▶ _SOURCE PASSAGE_:

— BEGIN —

The best way to make your writing better is to show it to someone who knows the topic at least as well as you do. That someone can now be an artificial intelligence system that reads and learns faster and more deeply than a human can, says linguist and cognitive scientist Kieran Snyder. Her company, Textio, has launched a new AI web service called Opportunities that she says can figure out what you are trying to say and suggest better ways to do it—within 0.3 seconds.
The claim is tempered by the fact that it’s limited (for now) to helping companies with job postings and recruitment emails. Some of the examples Textio showed me: suggestions to replace "focused on" with "passionate about" or "expanding businesses" with "rapidly growing businesses."
That may seem minor, but any tool promising to grab a candidate’s attention could be important in hot technology sectors where scarce talent like software engineers have their pick of super-lucrative job offers.
Textio’s work is interesting beyond job recruiting, though. It shows the potential of AI to not only understand complex thoughts, but also the huge amount of work required to develop that understanding in even one topic area.
Say What I Mean
Were Textio coming out of nowhere with this promise, it might be a hard sell. But the company, founded in 2014, claims that thousands of companies are already using a simpler version that flags good and poor wording in a text—such as sexist language and stale clichés like "team player." Big clients include Bloomberg, Capital One, Microsoft, Slack, and Twitter.
"[Previously] we would recommend a better way to word things when there was something broken," says Snyder, Textio’s cofounder and CEO. "We had enough data to say, you know what, ‘best practices’ is just a clunker phrase."
Textio gleans that insight by using AI to ingest millions of job postings, see how the language is evolving, and rate phrasing by more than a half dozen criteria such as the number of applicants a job gets, the percentage qualified enough to get interviews, and how long it will take to fill the position. "Big data" is no longer a cool phrase, for instance. "Awesome" is a popular adjective in job listings for San Francisco, but not for New York City.

— END —

▶ _DATASET EXTRACT_:
— BEGIN —

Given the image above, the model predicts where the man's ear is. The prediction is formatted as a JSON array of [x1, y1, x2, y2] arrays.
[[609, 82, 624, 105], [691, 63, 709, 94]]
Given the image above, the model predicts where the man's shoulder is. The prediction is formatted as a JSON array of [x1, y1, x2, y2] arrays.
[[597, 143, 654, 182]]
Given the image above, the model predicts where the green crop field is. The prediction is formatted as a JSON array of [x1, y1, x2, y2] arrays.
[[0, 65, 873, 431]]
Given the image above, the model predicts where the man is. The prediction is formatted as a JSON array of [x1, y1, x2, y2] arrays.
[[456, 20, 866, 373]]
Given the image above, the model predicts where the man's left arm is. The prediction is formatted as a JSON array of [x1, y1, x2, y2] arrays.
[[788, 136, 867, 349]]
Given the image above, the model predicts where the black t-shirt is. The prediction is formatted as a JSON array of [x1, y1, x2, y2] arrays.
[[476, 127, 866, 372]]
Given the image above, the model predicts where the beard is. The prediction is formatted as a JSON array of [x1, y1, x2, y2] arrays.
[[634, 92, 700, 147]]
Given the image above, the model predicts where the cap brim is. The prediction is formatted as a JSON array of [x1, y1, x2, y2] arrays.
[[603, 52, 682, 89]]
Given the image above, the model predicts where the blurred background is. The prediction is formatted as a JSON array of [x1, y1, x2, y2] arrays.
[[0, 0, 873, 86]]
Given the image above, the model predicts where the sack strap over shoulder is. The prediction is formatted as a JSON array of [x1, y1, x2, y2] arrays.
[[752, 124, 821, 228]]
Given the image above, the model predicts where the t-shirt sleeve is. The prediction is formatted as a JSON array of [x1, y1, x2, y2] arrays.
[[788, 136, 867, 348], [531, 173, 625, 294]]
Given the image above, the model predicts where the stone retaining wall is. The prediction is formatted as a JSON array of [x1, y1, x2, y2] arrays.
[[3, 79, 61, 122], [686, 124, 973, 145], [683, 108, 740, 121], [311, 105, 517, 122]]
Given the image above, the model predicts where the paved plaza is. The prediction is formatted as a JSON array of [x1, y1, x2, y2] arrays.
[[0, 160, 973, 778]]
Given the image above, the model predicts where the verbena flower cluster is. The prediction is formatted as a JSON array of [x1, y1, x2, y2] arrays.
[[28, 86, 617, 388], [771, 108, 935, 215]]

— END —

▶ _EXERCISES TO COMPLETE_:
a: According to the Textio article, in what year was the company founded?
b: Quote the part of the Textio article that opens with the words containing "Textio’s work is" and closes with "one topic area.".

▶ _ANSWERS_:
a: 2014

b:
Textio’s work is interesting beyond job recruiting, though. It shows the potential of AI to not only understand complex thoughts, but also the huge amount of work required to develop that understanding in even one topic area.